* **DATASET RECORDS**:
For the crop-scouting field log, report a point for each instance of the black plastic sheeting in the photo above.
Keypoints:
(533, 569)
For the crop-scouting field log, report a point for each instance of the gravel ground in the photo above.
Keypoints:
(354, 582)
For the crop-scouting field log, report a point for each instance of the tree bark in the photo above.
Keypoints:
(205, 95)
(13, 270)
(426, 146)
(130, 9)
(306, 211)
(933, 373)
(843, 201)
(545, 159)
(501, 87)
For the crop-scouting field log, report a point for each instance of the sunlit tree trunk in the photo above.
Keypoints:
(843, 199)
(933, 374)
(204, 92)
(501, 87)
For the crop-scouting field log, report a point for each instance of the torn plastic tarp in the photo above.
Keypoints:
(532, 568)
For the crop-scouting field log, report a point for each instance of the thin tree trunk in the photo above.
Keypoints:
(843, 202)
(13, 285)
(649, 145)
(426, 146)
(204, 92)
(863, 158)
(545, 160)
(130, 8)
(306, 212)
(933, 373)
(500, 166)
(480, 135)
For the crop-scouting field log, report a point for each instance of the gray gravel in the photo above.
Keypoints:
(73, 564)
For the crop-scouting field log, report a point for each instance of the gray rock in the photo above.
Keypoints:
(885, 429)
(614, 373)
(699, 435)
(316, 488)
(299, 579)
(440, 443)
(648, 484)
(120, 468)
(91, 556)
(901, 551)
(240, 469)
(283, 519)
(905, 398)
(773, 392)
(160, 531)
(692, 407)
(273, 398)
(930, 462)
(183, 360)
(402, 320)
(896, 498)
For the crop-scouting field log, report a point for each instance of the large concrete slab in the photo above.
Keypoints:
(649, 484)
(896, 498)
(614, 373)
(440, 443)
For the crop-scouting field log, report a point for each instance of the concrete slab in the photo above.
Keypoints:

* **TASK TO COMPLETE**:
Can you give the rows again, from the line containing "bark in the photo above." through the end of the rows (both ends included), with every "crop-scouting field log" renamed to "orchard survey log" and nothing else changed?

* **PROBLEM SOLUTION**:
For the orchard survey log, report a point for each instance of the tree bark in the photo above.
Keypoints:
(205, 95)
(13, 270)
(426, 146)
(130, 9)
(306, 211)
(933, 373)
(843, 201)
(545, 159)
(501, 87)
For the orchard survey log, report a point for each instance of the sunlit tree trunk in the photo above.
Keypoints:
(843, 199)
(933, 374)
(204, 92)
(501, 87)
For the orchard survey log, report a point for each instance of the torn plastic tarp in the photo above.
Keypoints:
(532, 568)
For the orchard survey log, report a point for each instance of the thin tree trunk in the photo above.
Keypoints:
(843, 202)
(13, 285)
(649, 145)
(426, 146)
(204, 92)
(863, 158)
(545, 160)
(130, 8)
(306, 212)
(933, 373)
(500, 166)
(480, 135)
For the orchard survey log, report a point for each instance of the gray gravel in the photo above.
Keypoints:
(73, 564)
For the orchard survey log, report a point for each instance of the gray rock in the photo above.
Keypoints:
(885, 429)
(614, 373)
(699, 435)
(316, 488)
(299, 579)
(440, 443)
(648, 484)
(120, 468)
(91, 556)
(901, 551)
(240, 469)
(283, 519)
(905, 398)
(773, 392)
(160, 531)
(692, 407)
(273, 398)
(930, 462)
(183, 360)
(402, 320)
(896, 498)
For the orchard survey log, report a point for each instance of the large concrete slab in the photo above.
Keypoints:
(649, 484)
(896, 498)
(614, 373)
(440, 443)
For the orchard survey log, report a point for each instance of the concrete slab in the photo above.
Keypoints:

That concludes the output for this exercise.